# [Selected extract]
BEGIN
Mike Moustakas' hot start to last season proved to be a mirage, and he's struggled out of the gate this year. (Andrew Hancock/SI)

Mike Moustakas

April stats are certainly fun to gawk at, but a 162- game season features its share of streaks and slumps for every player, and it's well worth remembering the extent to which those small sample-based performances can mislead us, particularly at the extremes. While there are numerous ways to illustrate this, one that might be particularly instructive is to look back at last April's numbers for a reminder that there's generally a whole lot less to the hot and slow starts we're seeing than you might believe. A rough first month doesn't indicate a player is washed up, nor does an all-world one indicate that he's taking his game to a higher level.

The players are listed alphabetically, with cutoffs of 60 plate appearances or 20 innings through the end of April 2012.

Robinson Cano, Yankees

April 2012: .267/.323/.389 in 99 PA

Rest of way: .320/.388/.577 in 598 PA

Cano's nickname may as well be "The Microwave," because he gets hot in a hurry. He was anything but at the start of last year, managing just one homer in the first month as well as a .280 BABIP, 41 points below his previous career mark; curiously, he also struck out just 8.1 percent of the time, down from his previous 11.5 percent. His K rate doubled over the next two months, but the power was ON, as he bashed 18 homers and sluged .665 in that span. By the end of the year, his overall BABIP (.326) and strikeout rate (13.8 percent) weren't far off his career norms, and he was merely the league's second most valuable player according to Baseball-Reference's Wins Above Replacement (8.5).
END
# [What you are asked to do]
In the passage on early-season baseball statistics, take the part that opens with the words "April stats are" and closes with "of April 2012.", and write it out again, switching "mislead" to "deceive".

# [Given information]
BEGIN
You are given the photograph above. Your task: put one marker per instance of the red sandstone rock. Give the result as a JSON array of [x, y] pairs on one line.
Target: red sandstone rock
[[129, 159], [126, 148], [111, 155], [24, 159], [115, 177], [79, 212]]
END
# [Response for this exercise]
April stats are certainly fun to gawk at, but a 162- game season features its share of streaks and slumps for every player, and it's well worth remembering the extent to which those small sample-based performances can deceive us, particularly at the extremes. While there are numerous ways to illustrate this, one that might be particularly instructive is to look back at last April's numbers for a reminder that there's generally a whole lot less to the hot and slow starts we're seeing than you might believe. A rough first month doesn't indicate a player is washed up, nor does an all-world one indicate that he's taking his game to a higher level.

The players are listed alphabetically, with cutoffs of 60 plate appearances or 20 innings through the end of April 2012.